■ List of tasks ■
A - Reproduce the portion of the sugar scrub thread starting with "i was just on" and going on through "this out =)".
B - Carry on the forum thread about sugar scrubs from the point where it stops.

■ Passage to read ■
* begin *

# Sugar scrubs



## Cathy8 (Feb 4, 2007)

Anyone have a good sugar scrub recipe?


----------



## skinflint (Feb 5, 2007)

Hemp seed oil and any EO that you like. Add sugar until it's thick. Washes off really well. Can use a bit of castor if you like. Oh, you may need to add an antioxidant such as Vit E as Hemp oil is a bit unstable.


----------



## Tabitha (Feb 5, 2007)

I add silica gel ( powedered) to my oils to make them gel, that way they won't seperate or leak.

2oz silica gel
10oz oils (your choice)
8oz sugar (brown, cane, turbano, salt or combo)
fragrance (to taste)
preserve


----------



## KSL (Mar 26, 2009)

*Silica Gel?*

Hi tabitha... just came accross this post. Silica Gel?
As in the little packets of moisture absorbing beads (but in powdered form) that you get in your shoe box/handbags, foods, etc?

Or are you talking about something different?
You've piqued my curiosity!!!!


----------



## Tabitha (Mar 26, 2009)

Yep, that is it. It is intended to absorb moisture. That is why they are in pill bottles & shoe boxes. It will absorb any moisture that may get into the container & keep the product dry.

You can buy it cosmteic grade & it absorbs the moisture (oil). When it absorbs the oil, it turns it to gel which then prevents your scrub from seperating or leaking.


----------



## KSL (Mar 26, 2009)

hmm.. where do you get that?
and its okay to put that on your body?


----------



## Tabitha (Mar 26, 2009)

Yes, it is _cosmetic_ grade :wink: .

http://www.ingredientstodiefor.com/item.php?item_id=90


----------



## KSL (Mar 26, 2009)

that is so interesting!
I'm goign to check all my labels for this ingredient.. haha
thanks!!

so you use this to make the scrub more..... gelly?
i'm going to have to give this a try for sure!

Oh.. and so can it be said the rule of thumb is that if you're adding sugar, you need a preservative?  i've seen lots of recipes for sugar scrubs that don't include preservative... so i wonder about that - and what about salts?  I assume as long as you're not adding water, you don't need a perservative.

I've also heard that grapeseed extract ISN'T really a preservative, but lots of websites sell it as a preservative... why is that?

sorry, don't mean to bombard you with questions.... =P
Can I come play at your house? LOL j/k


----------



## carebear (Mar 26, 2009)

well double drat.  I had a BUNCH of silica gel stuff and couldn't for the life of me figure out why I would want it so I sold it off.  NOW you tell me LOL!

(I love my emulsified scrub, but it IS a pain to make)


----------



## KSL (Mar 26, 2009)

i was just on that site and they want $18 to ship to Canada, which is more than the product.. lol!

Gotta love shipping charges, eh?
Hmm.. maybe I can find a Canadian supplier so I can try this out =)


----------



## I love soap! (Mar 26, 2009)

Sure come play at my house, getting ready to make soap.


----------



## KSL (Mar 26, 2009)

* end *

■ Data listing ■
* begin *

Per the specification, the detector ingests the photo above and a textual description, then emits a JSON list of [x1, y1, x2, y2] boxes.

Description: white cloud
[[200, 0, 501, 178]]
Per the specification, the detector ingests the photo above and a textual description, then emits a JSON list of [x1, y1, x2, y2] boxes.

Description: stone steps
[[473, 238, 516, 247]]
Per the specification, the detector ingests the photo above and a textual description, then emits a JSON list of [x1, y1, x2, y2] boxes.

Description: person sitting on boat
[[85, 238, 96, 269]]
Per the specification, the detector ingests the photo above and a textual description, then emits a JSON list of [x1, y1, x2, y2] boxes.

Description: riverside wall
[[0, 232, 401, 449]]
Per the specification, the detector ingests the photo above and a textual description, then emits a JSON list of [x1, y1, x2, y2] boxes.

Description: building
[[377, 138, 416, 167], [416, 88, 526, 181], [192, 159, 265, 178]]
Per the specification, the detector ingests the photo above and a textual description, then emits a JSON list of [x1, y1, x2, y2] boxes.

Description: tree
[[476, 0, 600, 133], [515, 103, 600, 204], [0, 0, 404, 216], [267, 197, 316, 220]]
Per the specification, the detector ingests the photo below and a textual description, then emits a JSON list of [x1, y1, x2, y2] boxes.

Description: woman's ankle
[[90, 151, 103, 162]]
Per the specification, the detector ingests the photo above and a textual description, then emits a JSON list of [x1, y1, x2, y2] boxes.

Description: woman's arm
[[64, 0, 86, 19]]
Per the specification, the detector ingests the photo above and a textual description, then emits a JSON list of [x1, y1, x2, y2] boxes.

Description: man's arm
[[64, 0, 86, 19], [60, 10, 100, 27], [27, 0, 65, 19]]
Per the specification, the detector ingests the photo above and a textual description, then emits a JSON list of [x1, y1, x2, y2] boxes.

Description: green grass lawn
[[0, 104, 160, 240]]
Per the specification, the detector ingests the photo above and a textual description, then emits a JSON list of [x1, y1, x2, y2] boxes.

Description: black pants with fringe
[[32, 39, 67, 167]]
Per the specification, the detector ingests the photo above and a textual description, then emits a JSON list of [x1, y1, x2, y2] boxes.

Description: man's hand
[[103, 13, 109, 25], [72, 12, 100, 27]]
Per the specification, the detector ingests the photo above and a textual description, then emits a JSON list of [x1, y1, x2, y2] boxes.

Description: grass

* end *

■ Outputs in order ■
A -
i was just on that site and they want $18 to ship to Canada, which is more than the product.. lol!

Gotta love shipping charges, eh?
Hmm.. maybe I can find a Canadian supplier so I can try this out =)

B -
OOH!  I'm there!
I'm getting ready to watch Grey's Anatomy! 

I was going to try some new recipes but now i guess I'm looking for silica gel first.... lol


----------



## KSL (Apr 12, 2009)

Yeesh.
so i finally got to trying a sugar scrub today.
then realized I totally must have bought the wrong thing!
I looked on the packet and it says silica microsphere powder, not silica gel powder.  now they must be different things because I ended up with a sloppy mess.. lol

so, now I've used up 1/2 my soy oil and part of my bag of sugar... haha
its a runny sloppy mess, but I can still use it in the shower... lol

all is not lost! lol


----------



## renaissancemom (May 2, 2009)

can you add citric acid as a preservative to sugar/salt scrubs?


----------



## nae65 (Aug 5, 2009)

I just came across this post. I have been fighting with Sugar Scrubs for the last several days. My question is... Does the Silica Gel have sort of the same effect as E-wax or stearic Acid and Cetyl Alcohol? meaning does it keep it all bound together. The problem I am having is the scrubs with these ingredients seems to feel greasy not oily but like thick grease after I use it. Once I towel off it's fine but can't imagine anyone wanting to feel greased, so I'm trying to figure out how to fix the issue but I'm not real sure what is causing it. Any ideas???
TIA


----------



## AshleyR (Sep 28, 2009)

nae65 - I have one of Tabithas sugar scrubs (I love it!!) and the texture of it is a little different than a typical emulsified scrub using e-wax. I make mine with e-wax and the consistency is more like lip balm with sugar mixed in. Tabithas is more..... jelly? I don't know how to explain it, but I like it a lot! 

I've tried a lot of sugar scrubs in the last few months, and I find that I get the "greasy, slick" feel with all of them before I dry off. You can always go for one of those foaming scrubs that essentially have soap in them that washes away the greasy feel, but other than those, I haven't come across any that haven't left me feeling a little oily before towelling off. :\


----------



## wxz123 (Oct 7, 2009)

polysorbate 20 or 80 will do the magic!


----------



## artisan soaps (Oct 8, 2009)

..


----------



## carebear (Oct 8, 2009)

artisan soaps said:
			
		

> wxz123 said:
> 
> 
> 
> ...



I'm not getting the connection between an emulsifier and why preservatives are needed (tho I agree, of course preserve your scrub!).  Did I miss something?


----------



## artisan soaps (Oct 8, 2009)

..


----------



## carebear (Oct 8, 2009)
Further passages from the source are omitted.